### Work instructions:
Write out all the data verbatim. Skip images.

### Data extracts:
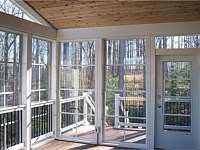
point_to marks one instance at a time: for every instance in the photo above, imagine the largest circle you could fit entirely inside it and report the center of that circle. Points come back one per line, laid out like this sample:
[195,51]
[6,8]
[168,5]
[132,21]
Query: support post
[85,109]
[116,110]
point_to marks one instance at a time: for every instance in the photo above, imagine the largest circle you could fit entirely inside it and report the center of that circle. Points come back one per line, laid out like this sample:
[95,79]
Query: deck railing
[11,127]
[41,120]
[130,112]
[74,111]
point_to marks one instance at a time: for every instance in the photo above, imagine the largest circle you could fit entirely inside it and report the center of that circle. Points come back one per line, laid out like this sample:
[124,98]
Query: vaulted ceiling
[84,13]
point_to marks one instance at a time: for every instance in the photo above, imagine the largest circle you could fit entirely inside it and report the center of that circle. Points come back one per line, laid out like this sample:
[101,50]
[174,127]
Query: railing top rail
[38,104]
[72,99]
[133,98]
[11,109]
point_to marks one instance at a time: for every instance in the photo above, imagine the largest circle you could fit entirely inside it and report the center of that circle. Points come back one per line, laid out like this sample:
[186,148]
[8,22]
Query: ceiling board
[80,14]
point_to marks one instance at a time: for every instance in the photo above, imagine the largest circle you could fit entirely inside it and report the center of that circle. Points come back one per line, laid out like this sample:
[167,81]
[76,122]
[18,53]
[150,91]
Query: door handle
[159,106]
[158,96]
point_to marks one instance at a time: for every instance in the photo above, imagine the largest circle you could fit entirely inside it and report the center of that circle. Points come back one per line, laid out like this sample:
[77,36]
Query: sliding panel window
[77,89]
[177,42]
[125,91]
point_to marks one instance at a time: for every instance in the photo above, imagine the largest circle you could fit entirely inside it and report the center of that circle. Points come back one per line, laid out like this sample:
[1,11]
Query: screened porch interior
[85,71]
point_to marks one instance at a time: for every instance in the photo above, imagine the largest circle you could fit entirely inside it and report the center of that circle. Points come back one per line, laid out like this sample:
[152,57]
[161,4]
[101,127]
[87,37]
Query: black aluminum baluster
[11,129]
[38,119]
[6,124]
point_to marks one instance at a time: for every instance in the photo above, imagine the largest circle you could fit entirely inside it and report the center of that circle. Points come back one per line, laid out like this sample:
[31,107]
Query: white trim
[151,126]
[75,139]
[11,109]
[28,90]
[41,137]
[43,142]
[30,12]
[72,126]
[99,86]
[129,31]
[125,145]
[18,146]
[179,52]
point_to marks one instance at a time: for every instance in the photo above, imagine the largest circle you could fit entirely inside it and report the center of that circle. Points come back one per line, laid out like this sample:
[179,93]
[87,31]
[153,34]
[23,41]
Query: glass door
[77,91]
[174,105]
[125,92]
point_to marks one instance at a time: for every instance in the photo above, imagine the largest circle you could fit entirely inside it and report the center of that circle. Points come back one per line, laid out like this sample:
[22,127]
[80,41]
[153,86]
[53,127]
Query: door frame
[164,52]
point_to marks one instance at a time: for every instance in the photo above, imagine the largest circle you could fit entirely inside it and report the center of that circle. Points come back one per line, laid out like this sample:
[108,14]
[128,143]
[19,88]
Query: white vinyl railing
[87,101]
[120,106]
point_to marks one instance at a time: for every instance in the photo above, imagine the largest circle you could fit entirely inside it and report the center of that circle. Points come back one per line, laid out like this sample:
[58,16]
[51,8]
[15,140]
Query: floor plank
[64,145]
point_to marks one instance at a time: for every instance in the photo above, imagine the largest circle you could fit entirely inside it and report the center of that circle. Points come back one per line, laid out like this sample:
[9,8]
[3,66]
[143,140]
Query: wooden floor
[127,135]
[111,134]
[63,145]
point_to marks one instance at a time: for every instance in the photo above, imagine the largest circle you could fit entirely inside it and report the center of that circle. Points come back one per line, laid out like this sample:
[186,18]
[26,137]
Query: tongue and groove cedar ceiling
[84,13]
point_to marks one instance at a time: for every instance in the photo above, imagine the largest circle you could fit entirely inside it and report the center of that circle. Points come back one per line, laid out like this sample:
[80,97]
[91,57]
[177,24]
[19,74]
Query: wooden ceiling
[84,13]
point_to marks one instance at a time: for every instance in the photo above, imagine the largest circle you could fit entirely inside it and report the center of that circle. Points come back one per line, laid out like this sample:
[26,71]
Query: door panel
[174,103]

### Solved problem:
point_to marks one instance at a time: for every instance in the photo above, imagine the largest circle you could fit entirely inside it and report the center of that circle. Points come back one per line, laid out like this sample:
[195,51]
[6,8]
[168,5]
[132,21]
Query: support post
[85,109]
[116,110]
point_to marks one instance at a time: for every instance in the photo above, imagine the largest circle you could fit entirely inside it and report the center of that circle. Points come back one per line, laid out like this sample:
[95,79]
Query: deck railing
[11,127]
[41,120]
[130,112]
[74,111]
point_to marks one instance at a time: for every instance in the photo above, imagine the largest circle you could fit entirely inside it and report the center of that circle. Points come back one per line, laid out like this sample:
[124,98]
Query: vaulted ceiling
[84,13]
point_to marks one instance at a time: for every instance in the photo above, imagine the largest circle you could fit entirely inside it and report the center of that circle. Points come back one per line, laid out like this sample:
[101,50]
[174,127]
Query: railing top rail
[38,104]
[72,99]
[133,98]
[11,109]
point_to marks one instance at a time: for every instance in the photo above, imagine the largest circle you could fit entirely inside it and report the center of that circle. Points come back one per line, laid out like this sample:
[186,148]
[8,22]
Query: ceiling board
[80,14]
point_to marks one instance at a time: for every instance in the photo above, imagine the largest circle you could fit entirely inside it and report the center of that circle. Points come back one per line, laid out like this sample:
[167,81]
[76,122]
[18,53]
[150,91]
Query: door handle
[159,106]
[158,96]
point_to marks one instance at a time: for every instance in the photo above, imagine the largest circle you could fit entirely inside it and report the center of that circle. Points come back one per line, laid out like this sample:
[77,36]
Query: sliding panel window
[77,89]
[177,42]
[125,91]
point_to marks one instance at a time: for every instance in the photo above, imagine the largest circle you could fit entirely inside it and report the center of that circle. Points come back one per line, laid out like this sample:
[1,11]
Query: screened porch interior
[85,71]
point_to marks one instance at a time: for every instance in the photo above, imagine the largest circle you could fit entirely inside it and report the center of that circle. Points come back one per line, laid out like this sample:
[152,57]
[161,4]
[101,127]
[87,37]
Query: black aluminum baluster
[11,129]
[38,119]
[6,124]
point_to marks one instance at a time: for every instance in the photo above, imagine the largest circle you could fit entirely inside it and report the center of that circle. Points come back one per line, laid out like this sample:
[31,107]
Query: white trim
[151,126]
[75,139]
[11,109]
[28,90]
[41,137]
[43,142]
[30,12]
[72,126]
[99,86]
[129,31]
[125,145]
[18,146]
[179,52]
point_to marks one instance at a time: for every instance in the photo above, imagine the largest circle you could fit entirely inside it and report the center of that circle. Points come back one per line, laid out like this sample:
[179,93]
[87,31]
[153,34]
[23,41]
Query: glass door
[77,91]
[174,105]
[125,92]
point_to marks one instance at a time: for every instance in the photo above, imagine the largest circle you could fit entirely inside it and report the center of that circle. Points come back one per line, laid out like this sample:
[22,127]
[80,41]
[153,86]
[53,127]
Query: door frame
[164,52]
point_to marks one instance at a time: for every instance in the photo above, imagine the largest circle you could fit entirely inside it and report the center of that circle. Points come back one per line, laid out like this sample:
[108,14]
[128,143]
[19,88]
Query: white vinyl railing
[87,101]
[120,106]
point_to marks one instance at a time: for every instance in the photo above, imagine the largest circle you could fit entirely inside it and report the center of that circle. Points come back one per line, laid out like this sample:
[58,16]
[51,8]
[15,140]
Query: floor plank
[64,145]
point_to marks one instance at a time: for every instance in the photo above, imagine the largest circle you could fit entirely inside it and report the center of that circle. Points come back one per line, laid out like this sample:
[9,8]
[3,66]
[143,140]
Query: wooden floor
[127,135]
[111,134]
[63,145]
point_to marks one instance at a time: for every instance in the photo above, imagine the largest circle you could fit entirely inside it and report the center of that circle. Points come back one per line, laid out like this sample:
[186,18]
[26,137]
Query: tongue and groove cedar ceiling
[84,13]
point_to marks one instance at a time: for every instance in the photo above, imagine the largest circle you could fit entirely inside it and report the center of that circle. Points come back one per line, laid out like this sample:
[80,97]
[91,57]
[177,24]
[19,74]
Query: wooden ceiling
[84,13]
point_to marks one instance at a time: for every instance in the photo above, imagine the largest circle you could fit entirely inside it and report the center of that circle. Points come back one per line, laid out like this sample:
[26,71]
Query: door panel
[174,103]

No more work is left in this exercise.